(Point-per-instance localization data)
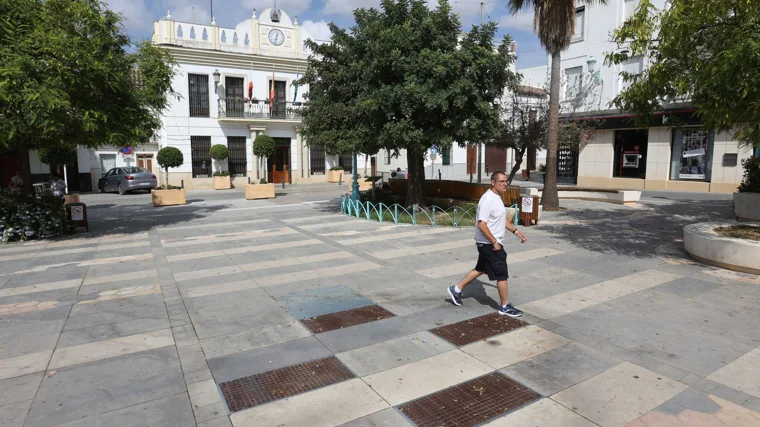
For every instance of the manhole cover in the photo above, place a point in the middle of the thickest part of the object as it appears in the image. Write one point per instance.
(478, 328)
(244, 393)
(470, 403)
(343, 319)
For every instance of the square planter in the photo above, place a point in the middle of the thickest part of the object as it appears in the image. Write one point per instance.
(222, 183)
(168, 197)
(259, 191)
(747, 206)
(335, 176)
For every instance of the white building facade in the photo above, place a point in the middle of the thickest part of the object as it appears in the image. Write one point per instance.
(618, 155)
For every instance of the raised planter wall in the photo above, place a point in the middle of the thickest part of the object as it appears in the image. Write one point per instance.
(168, 197)
(709, 247)
(259, 191)
(222, 183)
(747, 206)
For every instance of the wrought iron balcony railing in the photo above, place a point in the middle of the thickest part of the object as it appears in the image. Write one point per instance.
(259, 109)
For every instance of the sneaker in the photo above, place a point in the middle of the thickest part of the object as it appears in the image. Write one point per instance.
(510, 311)
(456, 297)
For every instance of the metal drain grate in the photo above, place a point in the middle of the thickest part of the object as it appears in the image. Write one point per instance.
(478, 328)
(344, 319)
(470, 403)
(244, 393)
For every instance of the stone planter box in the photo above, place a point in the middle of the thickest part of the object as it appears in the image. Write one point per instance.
(747, 206)
(222, 183)
(168, 197)
(335, 176)
(709, 247)
(259, 191)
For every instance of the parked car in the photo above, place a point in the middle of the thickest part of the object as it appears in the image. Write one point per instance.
(127, 179)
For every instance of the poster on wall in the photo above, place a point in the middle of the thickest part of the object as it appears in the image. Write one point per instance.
(693, 154)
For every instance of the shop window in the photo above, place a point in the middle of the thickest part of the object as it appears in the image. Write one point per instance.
(691, 157)
(630, 154)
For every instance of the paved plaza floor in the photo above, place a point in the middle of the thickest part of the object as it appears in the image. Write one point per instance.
(285, 313)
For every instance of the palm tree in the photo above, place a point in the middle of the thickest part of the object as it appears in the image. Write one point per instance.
(554, 23)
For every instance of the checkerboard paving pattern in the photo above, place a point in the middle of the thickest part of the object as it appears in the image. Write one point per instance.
(297, 317)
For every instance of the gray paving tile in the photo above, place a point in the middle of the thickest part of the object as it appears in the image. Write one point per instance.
(113, 330)
(276, 356)
(560, 368)
(119, 314)
(390, 417)
(19, 389)
(104, 386)
(168, 411)
(312, 303)
(346, 339)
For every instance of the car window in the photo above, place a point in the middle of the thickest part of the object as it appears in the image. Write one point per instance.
(135, 170)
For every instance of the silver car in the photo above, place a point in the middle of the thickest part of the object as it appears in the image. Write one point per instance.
(127, 179)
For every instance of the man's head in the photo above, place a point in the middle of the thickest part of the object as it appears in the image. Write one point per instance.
(499, 182)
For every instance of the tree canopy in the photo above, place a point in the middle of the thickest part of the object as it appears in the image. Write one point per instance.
(405, 77)
(68, 77)
(706, 53)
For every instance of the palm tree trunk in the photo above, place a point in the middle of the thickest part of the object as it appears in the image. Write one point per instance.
(550, 197)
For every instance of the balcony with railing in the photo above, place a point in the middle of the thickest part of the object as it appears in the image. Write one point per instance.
(245, 108)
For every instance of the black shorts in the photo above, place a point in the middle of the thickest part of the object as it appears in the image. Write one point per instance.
(493, 263)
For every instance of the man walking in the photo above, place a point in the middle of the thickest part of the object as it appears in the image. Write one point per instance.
(492, 258)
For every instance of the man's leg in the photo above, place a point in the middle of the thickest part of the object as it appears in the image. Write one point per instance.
(468, 278)
(503, 288)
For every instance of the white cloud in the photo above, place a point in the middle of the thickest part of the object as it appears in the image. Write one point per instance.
(319, 30)
(346, 8)
(291, 7)
(137, 16)
(523, 21)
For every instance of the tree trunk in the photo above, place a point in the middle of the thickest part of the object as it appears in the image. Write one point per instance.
(518, 162)
(550, 197)
(22, 149)
(415, 193)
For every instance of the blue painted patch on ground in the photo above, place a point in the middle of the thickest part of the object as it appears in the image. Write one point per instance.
(316, 302)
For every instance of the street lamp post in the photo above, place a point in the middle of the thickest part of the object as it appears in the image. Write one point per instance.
(355, 185)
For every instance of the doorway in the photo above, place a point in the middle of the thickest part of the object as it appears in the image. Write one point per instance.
(279, 164)
(630, 154)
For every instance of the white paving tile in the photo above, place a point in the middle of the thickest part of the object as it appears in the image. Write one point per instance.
(515, 346)
(742, 374)
(23, 365)
(324, 407)
(619, 395)
(413, 380)
(543, 413)
(84, 353)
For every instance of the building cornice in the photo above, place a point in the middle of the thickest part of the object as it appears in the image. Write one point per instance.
(246, 61)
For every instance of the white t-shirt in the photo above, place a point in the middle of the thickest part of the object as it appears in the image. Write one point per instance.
(491, 210)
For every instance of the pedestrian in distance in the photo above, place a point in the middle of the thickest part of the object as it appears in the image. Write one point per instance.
(491, 217)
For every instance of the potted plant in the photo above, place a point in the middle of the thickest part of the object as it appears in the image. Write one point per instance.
(168, 195)
(747, 200)
(263, 147)
(335, 174)
(222, 180)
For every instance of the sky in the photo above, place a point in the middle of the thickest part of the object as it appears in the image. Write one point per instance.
(314, 15)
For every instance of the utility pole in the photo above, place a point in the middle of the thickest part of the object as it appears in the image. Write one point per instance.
(480, 145)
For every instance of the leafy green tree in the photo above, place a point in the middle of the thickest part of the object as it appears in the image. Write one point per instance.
(169, 157)
(263, 148)
(554, 23)
(402, 79)
(706, 53)
(68, 78)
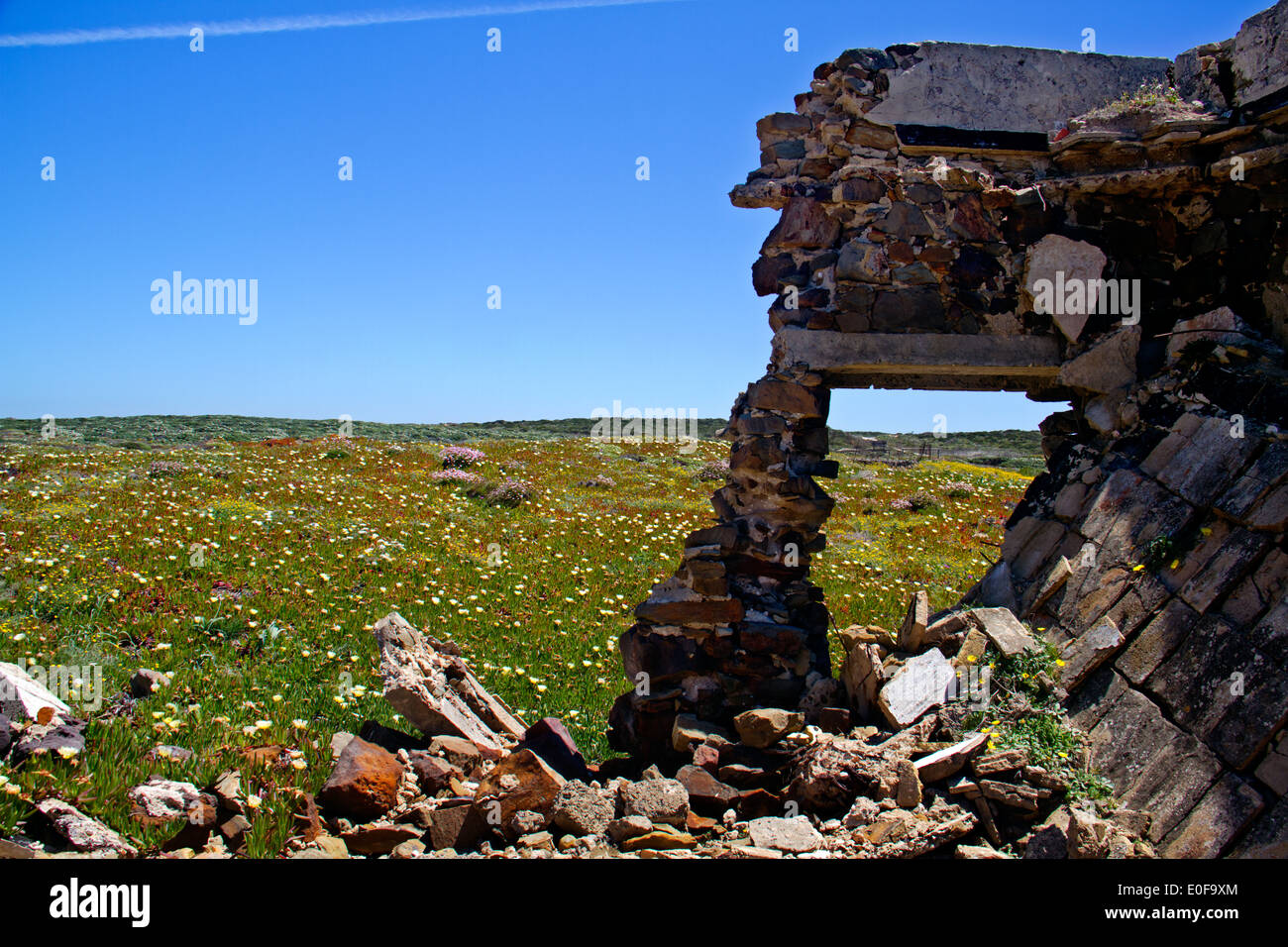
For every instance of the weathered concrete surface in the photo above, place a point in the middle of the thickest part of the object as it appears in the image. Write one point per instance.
(922, 360)
(982, 88)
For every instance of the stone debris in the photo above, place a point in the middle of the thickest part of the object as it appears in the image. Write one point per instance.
(145, 682)
(22, 697)
(364, 784)
(1004, 630)
(81, 832)
(163, 800)
(436, 690)
(765, 727)
(918, 685)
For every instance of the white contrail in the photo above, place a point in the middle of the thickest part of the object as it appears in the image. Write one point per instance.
(274, 25)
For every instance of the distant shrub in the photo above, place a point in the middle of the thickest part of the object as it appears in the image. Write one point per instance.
(713, 471)
(456, 475)
(915, 502)
(459, 458)
(509, 492)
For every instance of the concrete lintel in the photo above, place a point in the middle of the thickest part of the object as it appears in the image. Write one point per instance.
(922, 360)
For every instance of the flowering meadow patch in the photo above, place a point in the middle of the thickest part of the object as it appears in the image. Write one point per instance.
(250, 574)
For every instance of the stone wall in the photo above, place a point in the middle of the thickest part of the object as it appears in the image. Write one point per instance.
(918, 218)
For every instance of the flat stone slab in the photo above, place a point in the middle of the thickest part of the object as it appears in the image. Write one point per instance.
(967, 85)
(795, 835)
(1004, 630)
(923, 360)
(1090, 650)
(436, 690)
(918, 685)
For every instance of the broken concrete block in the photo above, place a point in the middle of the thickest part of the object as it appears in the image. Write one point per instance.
(1086, 652)
(765, 727)
(436, 690)
(82, 832)
(1004, 630)
(918, 685)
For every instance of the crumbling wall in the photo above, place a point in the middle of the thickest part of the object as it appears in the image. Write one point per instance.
(919, 217)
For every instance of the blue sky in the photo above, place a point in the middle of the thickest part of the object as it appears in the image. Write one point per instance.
(471, 169)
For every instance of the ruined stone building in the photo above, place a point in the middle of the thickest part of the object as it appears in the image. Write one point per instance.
(944, 206)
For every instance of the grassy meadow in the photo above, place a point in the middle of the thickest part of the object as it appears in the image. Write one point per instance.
(252, 574)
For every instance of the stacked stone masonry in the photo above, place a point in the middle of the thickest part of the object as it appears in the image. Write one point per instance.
(918, 215)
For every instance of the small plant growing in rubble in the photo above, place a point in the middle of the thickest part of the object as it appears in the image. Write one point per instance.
(1026, 714)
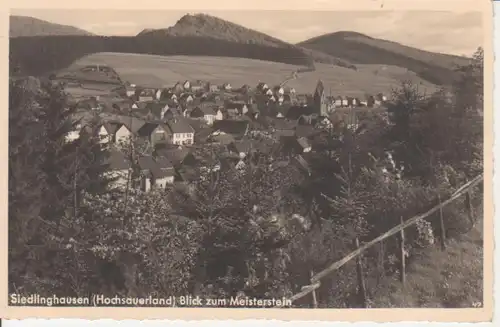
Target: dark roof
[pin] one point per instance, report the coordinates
(117, 161)
(319, 88)
(244, 146)
(148, 128)
(294, 112)
(303, 142)
(112, 126)
(156, 108)
(305, 131)
(132, 123)
(283, 124)
(175, 155)
(302, 163)
(196, 124)
(233, 127)
(158, 168)
(180, 125)
(222, 139)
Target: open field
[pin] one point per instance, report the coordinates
(164, 71)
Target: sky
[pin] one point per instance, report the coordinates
(451, 32)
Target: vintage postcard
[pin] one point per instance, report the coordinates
(292, 160)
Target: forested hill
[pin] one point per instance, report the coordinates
(198, 35)
(358, 48)
(20, 26)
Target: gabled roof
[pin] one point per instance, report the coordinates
(294, 112)
(117, 161)
(303, 142)
(180, 125)
(234, 127)
(224, 139)
(158, 168)
(148, 128)
(111, 126)
(133, 124)
(175, 155)
(320, 88)
(196, 124)
(243, 146)
(305, 131)
(283, 124)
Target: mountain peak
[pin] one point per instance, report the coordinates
(203, 25)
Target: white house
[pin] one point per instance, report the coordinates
(104, 135)
(123, 134)
(118, 169)
(279, 90)
(182, 132)
(158, 94)
(74, 134)
(155, 173)
(219, 115)
(130, 91)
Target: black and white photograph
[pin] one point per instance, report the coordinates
(265, 159)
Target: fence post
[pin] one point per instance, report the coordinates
(441, 222)
(361, 278)
(468, 205)
(314, 299)
(403, 258)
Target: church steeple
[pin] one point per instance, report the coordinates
(320, 105)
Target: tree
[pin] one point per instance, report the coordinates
(47, 175)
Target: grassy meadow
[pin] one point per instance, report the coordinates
(164, 71)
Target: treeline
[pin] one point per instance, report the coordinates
(260, 230)
(41, 55)
(362, 53)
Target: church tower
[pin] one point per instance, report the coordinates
(319, 100)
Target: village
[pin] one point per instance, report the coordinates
(172, 126)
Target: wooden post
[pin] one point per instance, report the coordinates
(468, 205)
(361, 278)
(441, 221)
(403, 258)
(313, 293)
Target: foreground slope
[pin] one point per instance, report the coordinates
(20, 26)
(361, 49)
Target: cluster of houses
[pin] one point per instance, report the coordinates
(174, 123)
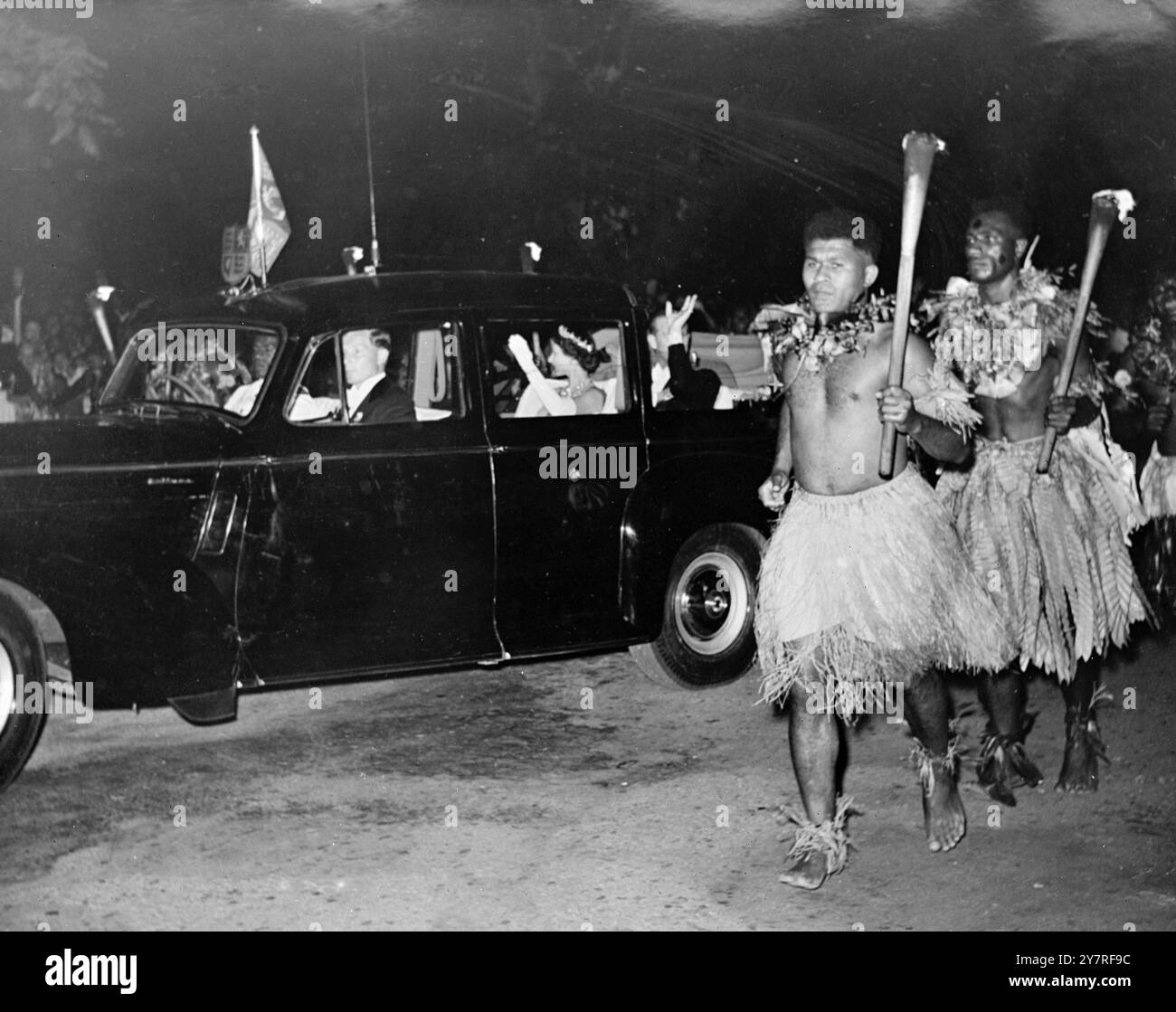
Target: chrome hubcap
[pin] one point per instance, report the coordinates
(712, 600)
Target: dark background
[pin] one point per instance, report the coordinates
(568, 109)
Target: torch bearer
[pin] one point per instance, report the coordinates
(920, 153)
(18, 297)
(1105, 206)
(97, 301)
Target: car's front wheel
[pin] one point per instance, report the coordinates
(708, 634)
(23, 708)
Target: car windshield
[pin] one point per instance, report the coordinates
(194, 364)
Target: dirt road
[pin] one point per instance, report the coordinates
(498, 799)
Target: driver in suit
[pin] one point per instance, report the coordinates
(372, 395)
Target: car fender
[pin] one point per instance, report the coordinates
(177, 638)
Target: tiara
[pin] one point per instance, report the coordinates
(583, 344)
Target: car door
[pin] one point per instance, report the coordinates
(561, 485)
(371, 544)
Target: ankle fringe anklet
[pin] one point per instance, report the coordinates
(828, 838)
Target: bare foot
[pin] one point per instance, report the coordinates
(1080, 765)
(944, 816)
(808, 872)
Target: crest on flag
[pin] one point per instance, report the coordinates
(269, 224)
(234, 253)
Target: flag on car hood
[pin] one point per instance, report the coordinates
(269, 226)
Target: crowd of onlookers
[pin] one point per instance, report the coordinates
(54, 368)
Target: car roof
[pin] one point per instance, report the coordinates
(320, 303)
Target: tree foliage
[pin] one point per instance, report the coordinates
(55, 75)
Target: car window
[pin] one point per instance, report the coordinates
(589, 350)
(195, 364)
(400, 372)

> Requirement:
From the line holding "Target: ankle fringe anklet" to the line holding "Target: flag on car hood", inclusive, restate each line above exactly as written.

> Answer space:
Target: ankle fringe anklet
[pin] one point per instance, report the coordinates
(828, 838)
Target: bare foot
[pin] one point per instance, report the coordinates
(1080, 765)
(944, 816)
(808, 872)
Target: crest on flag
[pin] one point per instance, report the coordinates
(269, 224)
(234, 253)
Target: flag on car hood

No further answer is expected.